--- start Data for processing ---

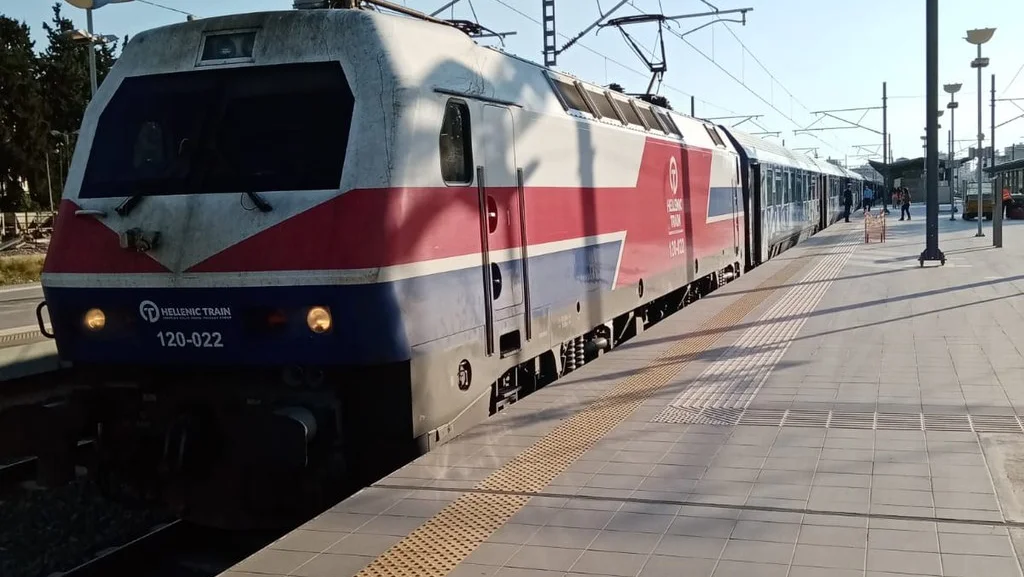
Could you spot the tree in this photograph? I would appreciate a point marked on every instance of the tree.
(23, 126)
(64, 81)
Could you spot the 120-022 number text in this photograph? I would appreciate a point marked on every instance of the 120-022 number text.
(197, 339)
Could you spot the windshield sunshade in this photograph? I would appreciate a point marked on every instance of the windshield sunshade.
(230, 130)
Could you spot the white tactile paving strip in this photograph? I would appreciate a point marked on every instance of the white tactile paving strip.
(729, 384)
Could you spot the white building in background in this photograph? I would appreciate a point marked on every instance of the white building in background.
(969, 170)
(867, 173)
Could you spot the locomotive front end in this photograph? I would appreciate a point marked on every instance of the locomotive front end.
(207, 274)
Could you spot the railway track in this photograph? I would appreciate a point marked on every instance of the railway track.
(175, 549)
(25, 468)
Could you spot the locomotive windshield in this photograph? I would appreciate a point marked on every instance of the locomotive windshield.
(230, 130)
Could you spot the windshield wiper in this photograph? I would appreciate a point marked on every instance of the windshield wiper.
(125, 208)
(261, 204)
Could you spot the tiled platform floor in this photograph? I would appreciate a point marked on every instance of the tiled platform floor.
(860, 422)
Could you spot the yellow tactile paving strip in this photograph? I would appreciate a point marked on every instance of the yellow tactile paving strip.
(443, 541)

--- end Data for processing ---

Requirement
Put every line of the listing above into a JSON list of strings, one string per line, with blank lines skipped. Leave the pictures out.

Answer to the exercise
[
  "Could you spot the tree in this photograph? I would appreciate a point marked on every instance of the tree.",
  "(23, 126)",
  "(64, 81)",
  "Could you spot the 120-022 number text in this photograph? I would appreciate a point marked on every instance of the 120-022 number text.",
  "(197, 339)",
  "Could you spot the windshield sunshade in this photograph? I would appreciate a point marked on every instance of the windshield sunshade.",
  "(230, 130)",
  "Could you spot the white tactile paving strip in this photograph? I would appreciate a point marked on every instance of the white tactile paving strip.",
  "(729, 384)",
  "Could you spot the white building in background in this photograph? I would appreciate a point marked on every instance of the white building in background.",
  "(969, 170)",
  "(867, 173)",
  "Could you spot the locomotive front end in this photograph? I would appreciate a point marked on every instance of the locomotive front end.",
  "(207, 274)",
  "Could you spot the railway track in this photograph? I would appreciate a point marked on every instance of the railway track.",
  "(175, 549)",
  "(25, 468)",
  "Could you spot the locomotive windshield in this photograph? I would appreciate a point marked on every instance of the locomotive windshield.",
  "(230, 130)",
  "Could you spot the windshield wiper in this photograph? I would appreciate a point marked on every instance of the windshield wiper.",
  "(125, 208)",
  "(261, 204)",
  "Could you spot the tiled platform floor in this photograph? I would appreciate a point marked on every instance of the tiled platform floor.",
  "(860, 422)",
  "Could you spot the yellow tactile paving strip in this photograph? I would appreciate a point marked on every instance of the yellow tactile paving strip.",
  "(443, 541)"
]